[Reading passage]
Once trained, the network was scored against a test set to root-mean-squared error (RSME), and evaluated again by graphing the results of the prediction against the recorded data set. The RMSE was 1.87 for the ABC dataset against the segregated test set, and 2.07 for the Reddit. The predictions graphed against the ABC datase is shown below.
Unsupervised Learning, NLP, Clustering: Clustering of News Headlines for Sentiment Analysis
The goal of the project was to analyze a collection of news headlines to identify reoccurring sentiment themes. The dataset was comprised of roughly 1.25 million headlines and is the synthesis of two datasets publicly available on Kaggle. The news sources from which the headlines were pulled were Reddit’s WorldNews channel and ABC which is an Australian news organization. The time span for the collective dataset was roughly from 2003 to 2019. This project utilized skills in natural language processing (NLP) and unsupervised machine learning techniques in clustering analysis. Several clustering and preprocessing techniques were evaluated to find the best method and number of sentiment clusters.
The K-means LDA-based model performed best based on Silhouette coefficient and CH score metrics. In fact, the LDA-based models performed better in all cases with the exception of DBSCAN. This is likely due to the additional sophistication in the LDA algorithm from the inclusion of extra latent variables versus the non-negative matrix factorization.

[Records]
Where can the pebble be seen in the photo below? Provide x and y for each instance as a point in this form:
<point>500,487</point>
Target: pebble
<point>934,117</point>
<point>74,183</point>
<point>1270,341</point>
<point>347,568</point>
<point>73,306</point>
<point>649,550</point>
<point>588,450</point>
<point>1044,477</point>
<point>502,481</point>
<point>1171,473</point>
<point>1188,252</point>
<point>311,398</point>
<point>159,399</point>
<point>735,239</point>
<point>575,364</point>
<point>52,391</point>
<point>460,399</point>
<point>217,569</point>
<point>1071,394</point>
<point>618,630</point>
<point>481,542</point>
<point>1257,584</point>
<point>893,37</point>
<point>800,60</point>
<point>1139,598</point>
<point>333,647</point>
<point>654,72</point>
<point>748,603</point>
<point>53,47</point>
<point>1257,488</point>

[Requests]
A: Translate this sentence from the project write-up into Spanish: "The time span for the collective dataset was roughly from 2003 to 2019."
B: Rewrite the stretch of the project write-up from "Once trained, the" through "is shown below.", replacing "network" with "model".
The rows were taken from a separate source.

[Full answers]
A: El período de tiempo del conjunto de datos combinado fue aproximadamente de 2003 a 2019.

B:
Once trained, the model was scored against a test set to root-mean-squared error (RSME), and evaluated again by graphing the results of the prediction against the recorded data set. The RMSE was 1.87 for the ABC dataset against the segregated test set, and 2.07 for the Reddit. The predictions graphed against the ABC datase is shown below.